Texto para leitura >>

A falha técnica não explica,
contudo, por que o avião estava
a 37 mil pés, quando deveria estar a 36 mil pelo plano de vôo da
aeronave, que seguia de São José dos Campos (SP) para Manaus (AM) e os Estados Unidos.
Esse "mau contato", por problema em algum botão ou fio de
conexão, integra uma seqüência de falhas técnicas e humanas, possibilitando o choque de
duas das aeronaves mais modernas do mundo em pleno ar,
num acidente considerado
"praticamente impossível" por
oficiais da Aeronáutica.
O transponder é o equipamento que envia os dados relativos ao avião para outras aeronaves e para o centro de controle. Inativo, o equipamento
não fez a ponte entre os sistemas anticolisão do Boeing da
Gol e do Legacy.
O do Legacy ficou desligado
após ele entrar na rota entre
Brasília e Manaus. Com isso,
ele virou um ponto sem identificação no radar.
Sem resposta
Os controladores -que não
haviam notificado o avião de
que ele deveria cumprir seu
plano de vôo e descer a 36 mil
pés para evitar a "pista" contrária da rota em que entrava-
tentaram, então, alertar o Legacy de que os sinais do transponder haviam sumido dos radares. Mas não houve resposta.
O Legacy, que transportava
sete pessoas, incluindo o piloto
e o co-piloto, só foi ressurgir
nos radares depois do acidente
com o Boeing.
A hipótese de falha faz companhia à de que o equipamento
foi desligado propositalmente
pelo piloto, embora isso não seja possível afirmar.
Se fosse uma falha técnica,
por que o piloto não recuou dos
37 mil pés de altitude para os 29
mil exigidos em situações semelhantes? Ele pode não ter
percebido.
O Legacy decolou de São José
dos Campos (SP), sede da Embraer, com plano de vôo para 37
mil pés até Brasília e de 36 mil
daí em diante até Manaus.
O acidente foi a 37 mil pés,
indicando aí duas falhas: nem o
piloto baixou o que deveria pelo
plano de vôo nem baixou mais
ainda, para uma altitude de segurança, quando o transponder
saiu do ar -na hipótese de falha
técnica.
Uma hipótese considerada
por altos oficiais da FAB é que o
choque resolveu o mau contato
do Legacy, religando fios ou botões. Cerca de três minutos depois, o piloto acionou o código
7.700 do transponder, que emite o sinal de emergência para os
radares do sistema aéreo.
A FAB virtualmente descarta
qualquer culpa do Boeing da
Gol. Também considera pequena a possibilidade de erro do
sistema de controle de tráfego
aéreo -o que é compreensível,
já que são seus homens que fazem o trabalho e poderiam ser
responsabilizados.
Há, porém, dúvidas quanto a
eventuais falhas do sistema aéreo, inclusive porque o choque
foi numa fase do vôo em que o
controle do Legacy seria transmitido do Cindacta-1, com sede
em Brasília, para o Cindacta-4,
com sede em Manaus.
Na Aeronáutica, há esforço
para descaracterizar alguma
chance de um "buraco negro"
ter causado o acidente.
Consultado ontem pela Folha, o Comando da Aeronáutica classificou "buraco negro"

(Itens sobre a localização de objetos nomeados)
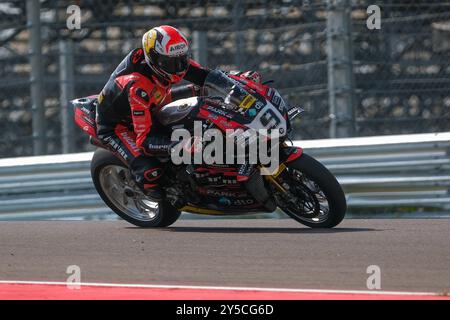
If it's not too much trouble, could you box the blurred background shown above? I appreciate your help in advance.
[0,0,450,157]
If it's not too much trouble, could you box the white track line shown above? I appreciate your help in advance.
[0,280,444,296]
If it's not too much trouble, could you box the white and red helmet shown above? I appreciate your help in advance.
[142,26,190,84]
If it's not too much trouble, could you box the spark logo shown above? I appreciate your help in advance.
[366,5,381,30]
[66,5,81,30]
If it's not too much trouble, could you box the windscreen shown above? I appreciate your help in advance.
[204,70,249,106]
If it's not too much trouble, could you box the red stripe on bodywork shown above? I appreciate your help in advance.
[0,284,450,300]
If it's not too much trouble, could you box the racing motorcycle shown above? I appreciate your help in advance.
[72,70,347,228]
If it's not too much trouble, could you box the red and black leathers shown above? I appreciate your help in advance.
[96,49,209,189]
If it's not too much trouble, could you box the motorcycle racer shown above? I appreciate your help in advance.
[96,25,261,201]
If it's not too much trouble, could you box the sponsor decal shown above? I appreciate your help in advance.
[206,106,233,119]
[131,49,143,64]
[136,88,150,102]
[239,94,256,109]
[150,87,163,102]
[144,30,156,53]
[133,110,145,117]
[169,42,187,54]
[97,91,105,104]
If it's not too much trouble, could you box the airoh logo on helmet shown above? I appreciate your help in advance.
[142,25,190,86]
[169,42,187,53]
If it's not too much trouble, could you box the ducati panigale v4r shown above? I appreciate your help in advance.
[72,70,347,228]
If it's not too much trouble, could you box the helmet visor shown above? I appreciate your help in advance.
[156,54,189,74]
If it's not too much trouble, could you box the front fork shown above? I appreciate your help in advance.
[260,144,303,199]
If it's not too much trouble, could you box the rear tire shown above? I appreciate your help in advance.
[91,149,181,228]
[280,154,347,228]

Instruções do exercício >> Relacione todas as altitudes em pés citadas no texto sobre a colisão aérea, sem repetir valores. Os itens não guardam relação com o texto.

Resposta completa >> 37 mil pés; 36 mil pés; 29 mil pés.